* EXERCISE
Extract the passage of the Drake Equation text between "Every one and" and "two cents worth.", inclusive, copying it word for word.

* TEXT
Every one and their great grandmother has apparently had a go at, and calculated a value for the Drake Equation (named after radio astronomer and SETI scientist Frank D. Drake). The Drake Equation estimates (guesstimates is actually more accurate) the number of extraterrestrial civilizations in our galaxy that could in theory say “Hi” to us and receive our “Hello” in return by examining all the factors that are part and parcel of that scenario. Seeing as how the Universe is some 13.7 billion years old, and seeing as how the current human species has been around for only some 200,000 years (give or take), then I have to ask, is it logical to assume that we’re the proverbial “It”? Here’s my two cents worth.

* LISTED ENTRIES
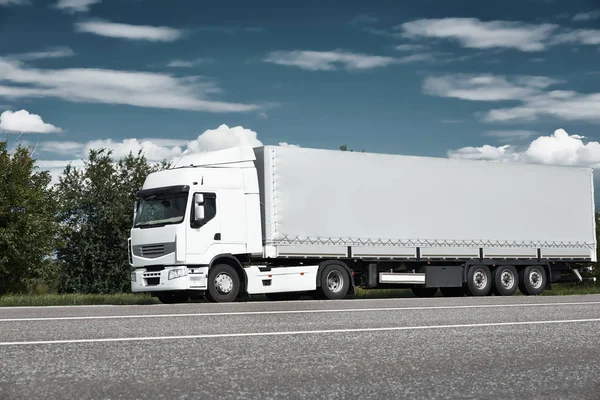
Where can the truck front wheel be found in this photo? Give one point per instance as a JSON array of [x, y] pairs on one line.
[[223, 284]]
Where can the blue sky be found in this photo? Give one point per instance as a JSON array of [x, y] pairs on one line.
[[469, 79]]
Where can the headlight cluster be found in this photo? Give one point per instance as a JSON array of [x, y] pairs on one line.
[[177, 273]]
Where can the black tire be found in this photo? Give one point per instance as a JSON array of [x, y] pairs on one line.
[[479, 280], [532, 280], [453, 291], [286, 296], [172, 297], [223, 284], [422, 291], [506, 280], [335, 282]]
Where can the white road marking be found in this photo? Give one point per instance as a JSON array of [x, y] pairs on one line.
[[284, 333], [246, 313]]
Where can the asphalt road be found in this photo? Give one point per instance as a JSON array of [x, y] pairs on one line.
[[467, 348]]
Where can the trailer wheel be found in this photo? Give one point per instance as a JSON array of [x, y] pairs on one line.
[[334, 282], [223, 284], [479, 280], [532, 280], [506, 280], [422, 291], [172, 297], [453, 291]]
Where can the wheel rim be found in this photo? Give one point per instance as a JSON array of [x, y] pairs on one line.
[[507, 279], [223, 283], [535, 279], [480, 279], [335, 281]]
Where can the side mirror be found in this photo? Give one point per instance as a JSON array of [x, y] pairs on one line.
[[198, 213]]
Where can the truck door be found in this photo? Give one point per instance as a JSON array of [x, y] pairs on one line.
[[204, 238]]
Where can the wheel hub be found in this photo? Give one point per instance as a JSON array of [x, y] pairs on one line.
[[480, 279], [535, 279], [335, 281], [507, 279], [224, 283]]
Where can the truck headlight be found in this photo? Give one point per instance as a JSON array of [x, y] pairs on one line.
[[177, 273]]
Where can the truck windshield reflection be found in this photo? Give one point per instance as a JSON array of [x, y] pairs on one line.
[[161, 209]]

--

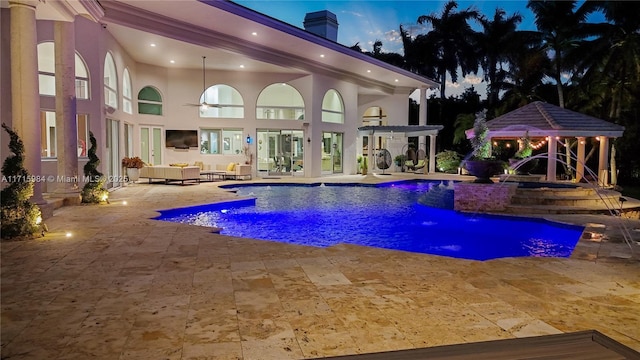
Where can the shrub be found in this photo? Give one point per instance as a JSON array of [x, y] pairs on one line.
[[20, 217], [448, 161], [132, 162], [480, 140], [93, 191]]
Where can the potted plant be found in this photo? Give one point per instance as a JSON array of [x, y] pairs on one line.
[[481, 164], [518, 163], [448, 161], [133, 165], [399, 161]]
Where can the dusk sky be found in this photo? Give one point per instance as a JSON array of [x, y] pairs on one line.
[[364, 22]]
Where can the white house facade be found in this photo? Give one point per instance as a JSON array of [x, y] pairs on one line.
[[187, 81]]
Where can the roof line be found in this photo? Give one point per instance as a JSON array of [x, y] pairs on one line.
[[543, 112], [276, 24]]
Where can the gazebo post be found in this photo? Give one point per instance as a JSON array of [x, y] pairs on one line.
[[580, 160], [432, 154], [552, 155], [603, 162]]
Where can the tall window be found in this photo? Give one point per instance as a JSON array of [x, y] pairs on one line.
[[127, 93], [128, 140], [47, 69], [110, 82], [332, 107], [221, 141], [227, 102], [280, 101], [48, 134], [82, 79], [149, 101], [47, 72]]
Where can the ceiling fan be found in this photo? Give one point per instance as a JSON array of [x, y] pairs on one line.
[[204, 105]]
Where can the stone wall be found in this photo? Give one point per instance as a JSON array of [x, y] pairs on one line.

---

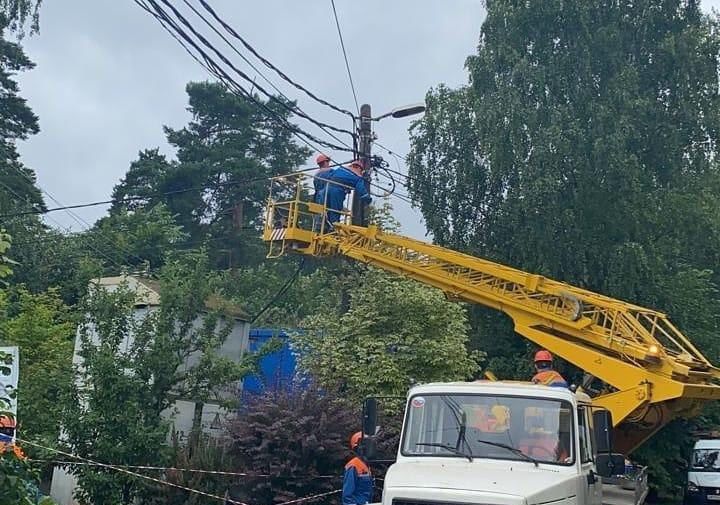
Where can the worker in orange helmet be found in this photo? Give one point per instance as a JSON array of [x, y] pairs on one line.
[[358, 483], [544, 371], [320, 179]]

* YOUR RESPONSE
Every one and their great grandmother has apparently had a go at, and calculated a value for the Drake Equation (named after radio astronomer and SETI scientist Frank D. Drake). The Drake Equation estimates (guesstimates is actually more accurate) the number of extraterrestrial civilizations in our galaxy that could in theory say “Hi” to us and receive our “Hello” in return by examining all the factors that are part and parcel of that scenario. Seeing as how the Universe is some 13.7 billion years old, and seeing as how the current human species has been around for only some 200,000 years (give or take), then I have to ask, is it logical to assume that we’re the proverbial “It”? Here’s my two cents worth.